* [TASK BRIEF]: The required output is the line containing "In this photo, each instance of the distant pig" followed by every line after it to the end of the listing, each written out exactly.

* [INFORMATION SUPPLIED]:
========================================
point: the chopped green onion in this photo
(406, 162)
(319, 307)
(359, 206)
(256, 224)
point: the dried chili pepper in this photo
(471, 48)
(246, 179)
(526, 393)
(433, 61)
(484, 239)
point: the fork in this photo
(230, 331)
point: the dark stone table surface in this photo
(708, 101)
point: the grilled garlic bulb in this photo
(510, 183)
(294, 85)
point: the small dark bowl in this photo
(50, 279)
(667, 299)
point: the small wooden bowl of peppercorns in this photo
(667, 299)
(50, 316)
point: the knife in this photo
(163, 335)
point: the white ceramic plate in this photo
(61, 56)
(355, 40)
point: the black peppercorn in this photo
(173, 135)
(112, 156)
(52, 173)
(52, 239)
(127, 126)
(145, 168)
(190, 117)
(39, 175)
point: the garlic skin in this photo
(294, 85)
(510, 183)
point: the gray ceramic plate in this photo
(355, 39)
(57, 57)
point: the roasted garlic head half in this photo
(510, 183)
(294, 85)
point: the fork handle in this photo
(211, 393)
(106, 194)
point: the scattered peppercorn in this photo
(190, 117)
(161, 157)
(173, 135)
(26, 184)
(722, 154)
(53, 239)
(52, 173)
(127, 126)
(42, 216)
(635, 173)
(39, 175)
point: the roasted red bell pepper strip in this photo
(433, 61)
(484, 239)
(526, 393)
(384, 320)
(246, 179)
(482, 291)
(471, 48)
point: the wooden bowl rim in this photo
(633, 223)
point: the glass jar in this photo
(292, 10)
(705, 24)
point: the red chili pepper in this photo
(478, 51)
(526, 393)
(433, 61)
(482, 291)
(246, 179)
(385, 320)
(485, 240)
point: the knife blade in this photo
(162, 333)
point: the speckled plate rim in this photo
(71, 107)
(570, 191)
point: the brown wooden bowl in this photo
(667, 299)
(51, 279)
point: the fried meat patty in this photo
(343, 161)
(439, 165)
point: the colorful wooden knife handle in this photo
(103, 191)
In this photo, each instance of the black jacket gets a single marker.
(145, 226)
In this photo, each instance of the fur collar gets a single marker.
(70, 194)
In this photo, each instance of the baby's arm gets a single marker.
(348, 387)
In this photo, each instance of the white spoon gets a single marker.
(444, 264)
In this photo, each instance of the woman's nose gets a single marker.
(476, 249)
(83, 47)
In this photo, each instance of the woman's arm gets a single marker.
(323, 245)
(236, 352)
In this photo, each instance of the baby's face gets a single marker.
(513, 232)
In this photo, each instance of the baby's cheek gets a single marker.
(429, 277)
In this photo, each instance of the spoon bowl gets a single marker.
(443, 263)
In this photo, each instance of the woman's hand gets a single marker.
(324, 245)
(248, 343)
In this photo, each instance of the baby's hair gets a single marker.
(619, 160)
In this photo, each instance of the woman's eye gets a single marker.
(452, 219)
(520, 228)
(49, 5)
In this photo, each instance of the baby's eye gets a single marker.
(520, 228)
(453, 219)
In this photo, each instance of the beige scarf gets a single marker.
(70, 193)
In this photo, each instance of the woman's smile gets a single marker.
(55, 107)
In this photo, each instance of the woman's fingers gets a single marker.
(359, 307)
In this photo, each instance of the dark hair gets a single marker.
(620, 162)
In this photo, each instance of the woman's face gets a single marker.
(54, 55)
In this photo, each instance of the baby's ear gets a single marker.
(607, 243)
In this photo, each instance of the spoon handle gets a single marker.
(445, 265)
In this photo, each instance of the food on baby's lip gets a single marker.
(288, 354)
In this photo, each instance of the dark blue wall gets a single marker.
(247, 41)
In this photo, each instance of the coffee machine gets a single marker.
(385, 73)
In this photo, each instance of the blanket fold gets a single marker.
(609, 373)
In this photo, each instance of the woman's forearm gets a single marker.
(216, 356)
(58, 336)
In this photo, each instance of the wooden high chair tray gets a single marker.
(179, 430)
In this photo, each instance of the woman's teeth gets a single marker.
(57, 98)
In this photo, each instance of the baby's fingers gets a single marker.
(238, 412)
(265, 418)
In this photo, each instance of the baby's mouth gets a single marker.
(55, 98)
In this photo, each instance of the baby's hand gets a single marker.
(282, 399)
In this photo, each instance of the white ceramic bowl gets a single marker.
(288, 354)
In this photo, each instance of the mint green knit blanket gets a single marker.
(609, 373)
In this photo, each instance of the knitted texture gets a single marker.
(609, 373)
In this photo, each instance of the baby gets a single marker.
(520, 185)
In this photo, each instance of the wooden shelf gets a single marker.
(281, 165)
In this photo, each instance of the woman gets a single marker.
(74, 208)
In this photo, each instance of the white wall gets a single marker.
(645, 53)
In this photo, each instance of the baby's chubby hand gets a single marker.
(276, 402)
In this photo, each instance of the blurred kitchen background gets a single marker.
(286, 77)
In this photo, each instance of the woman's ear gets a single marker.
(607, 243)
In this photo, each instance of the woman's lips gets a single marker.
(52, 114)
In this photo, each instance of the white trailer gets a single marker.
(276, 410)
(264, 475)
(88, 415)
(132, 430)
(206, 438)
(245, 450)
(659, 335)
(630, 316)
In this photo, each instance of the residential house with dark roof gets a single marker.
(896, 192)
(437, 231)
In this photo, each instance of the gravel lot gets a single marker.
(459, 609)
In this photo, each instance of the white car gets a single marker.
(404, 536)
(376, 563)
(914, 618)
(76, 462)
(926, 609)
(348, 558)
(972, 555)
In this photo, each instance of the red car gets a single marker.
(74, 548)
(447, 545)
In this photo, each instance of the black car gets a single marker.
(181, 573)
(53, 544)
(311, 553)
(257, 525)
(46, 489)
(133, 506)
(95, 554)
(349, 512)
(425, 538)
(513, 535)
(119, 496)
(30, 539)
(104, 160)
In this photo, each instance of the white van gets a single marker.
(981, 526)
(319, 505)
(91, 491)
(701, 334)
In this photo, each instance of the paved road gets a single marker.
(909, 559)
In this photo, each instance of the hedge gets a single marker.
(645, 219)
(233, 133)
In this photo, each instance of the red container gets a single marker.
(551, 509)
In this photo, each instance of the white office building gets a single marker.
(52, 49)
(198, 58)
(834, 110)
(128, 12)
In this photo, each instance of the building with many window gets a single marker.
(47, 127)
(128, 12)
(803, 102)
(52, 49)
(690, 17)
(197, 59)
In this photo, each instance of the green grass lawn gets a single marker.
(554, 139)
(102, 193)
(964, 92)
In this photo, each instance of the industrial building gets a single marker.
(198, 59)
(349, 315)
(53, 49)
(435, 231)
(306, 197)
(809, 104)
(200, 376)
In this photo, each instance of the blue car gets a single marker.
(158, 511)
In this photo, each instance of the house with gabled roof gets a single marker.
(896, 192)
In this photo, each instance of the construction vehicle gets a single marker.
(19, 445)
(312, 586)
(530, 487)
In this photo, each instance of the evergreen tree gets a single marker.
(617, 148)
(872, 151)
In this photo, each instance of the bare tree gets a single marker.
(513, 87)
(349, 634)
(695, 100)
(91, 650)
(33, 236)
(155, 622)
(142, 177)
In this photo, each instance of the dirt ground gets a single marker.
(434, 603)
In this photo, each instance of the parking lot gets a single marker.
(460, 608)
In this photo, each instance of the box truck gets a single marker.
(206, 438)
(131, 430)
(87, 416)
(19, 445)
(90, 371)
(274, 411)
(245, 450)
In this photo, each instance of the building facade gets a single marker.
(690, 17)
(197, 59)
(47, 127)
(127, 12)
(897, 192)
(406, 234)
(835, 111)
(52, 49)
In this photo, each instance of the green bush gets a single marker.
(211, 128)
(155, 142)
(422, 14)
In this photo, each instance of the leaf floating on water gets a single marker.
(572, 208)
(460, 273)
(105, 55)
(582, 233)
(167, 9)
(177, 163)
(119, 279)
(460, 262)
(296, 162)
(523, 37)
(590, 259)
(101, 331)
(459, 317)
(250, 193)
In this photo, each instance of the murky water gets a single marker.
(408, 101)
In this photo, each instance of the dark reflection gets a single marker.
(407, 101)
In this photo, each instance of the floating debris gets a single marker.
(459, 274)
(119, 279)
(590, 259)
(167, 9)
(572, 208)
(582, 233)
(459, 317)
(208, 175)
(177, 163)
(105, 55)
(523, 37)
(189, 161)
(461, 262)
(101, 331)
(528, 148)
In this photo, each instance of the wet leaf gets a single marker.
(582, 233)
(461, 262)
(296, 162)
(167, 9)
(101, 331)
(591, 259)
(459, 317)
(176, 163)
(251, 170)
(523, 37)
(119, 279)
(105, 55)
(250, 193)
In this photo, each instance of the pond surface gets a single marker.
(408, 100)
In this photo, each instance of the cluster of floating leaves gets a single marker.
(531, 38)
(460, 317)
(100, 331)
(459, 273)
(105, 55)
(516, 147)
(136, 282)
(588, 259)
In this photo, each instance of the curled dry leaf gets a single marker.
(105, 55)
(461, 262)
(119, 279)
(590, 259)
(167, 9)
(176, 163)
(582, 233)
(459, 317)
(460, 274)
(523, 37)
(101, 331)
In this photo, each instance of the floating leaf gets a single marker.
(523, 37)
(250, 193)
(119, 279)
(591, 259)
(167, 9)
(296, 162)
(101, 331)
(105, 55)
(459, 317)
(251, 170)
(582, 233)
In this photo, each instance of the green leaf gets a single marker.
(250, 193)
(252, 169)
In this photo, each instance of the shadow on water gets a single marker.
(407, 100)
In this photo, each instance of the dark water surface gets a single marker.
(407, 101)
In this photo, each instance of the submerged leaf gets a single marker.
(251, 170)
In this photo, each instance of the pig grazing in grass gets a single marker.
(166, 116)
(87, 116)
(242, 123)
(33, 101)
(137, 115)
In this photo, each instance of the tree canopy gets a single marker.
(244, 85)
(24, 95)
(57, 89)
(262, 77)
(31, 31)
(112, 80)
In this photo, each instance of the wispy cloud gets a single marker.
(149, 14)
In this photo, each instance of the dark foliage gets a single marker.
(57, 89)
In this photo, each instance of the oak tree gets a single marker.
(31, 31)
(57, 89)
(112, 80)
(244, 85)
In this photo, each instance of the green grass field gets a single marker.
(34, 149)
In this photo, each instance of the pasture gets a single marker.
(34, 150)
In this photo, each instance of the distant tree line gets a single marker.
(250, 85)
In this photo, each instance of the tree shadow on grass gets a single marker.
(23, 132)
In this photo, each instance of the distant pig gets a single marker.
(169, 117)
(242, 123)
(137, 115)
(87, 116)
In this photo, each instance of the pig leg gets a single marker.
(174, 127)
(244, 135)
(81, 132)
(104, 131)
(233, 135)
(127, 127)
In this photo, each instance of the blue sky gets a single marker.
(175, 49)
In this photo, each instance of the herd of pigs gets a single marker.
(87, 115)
========================================
* [RESPONSE BELOW]:
In this photo, each instance of the distant pig gets a single marker.
(169, 117)
(242, 123)
(137, 115)
(87, 116)
In this photo, each instance of the pig leg gets a single marker.
(174, 127)
(244, 135)
(81, 132)
(104, 131)
(233, 135)
(127, 127)
In this photo, each instance of the blue sky gets a single marker.
(175, 49)
In this photo, each instance of the herd of pigs gets a single marker.
(87, 115)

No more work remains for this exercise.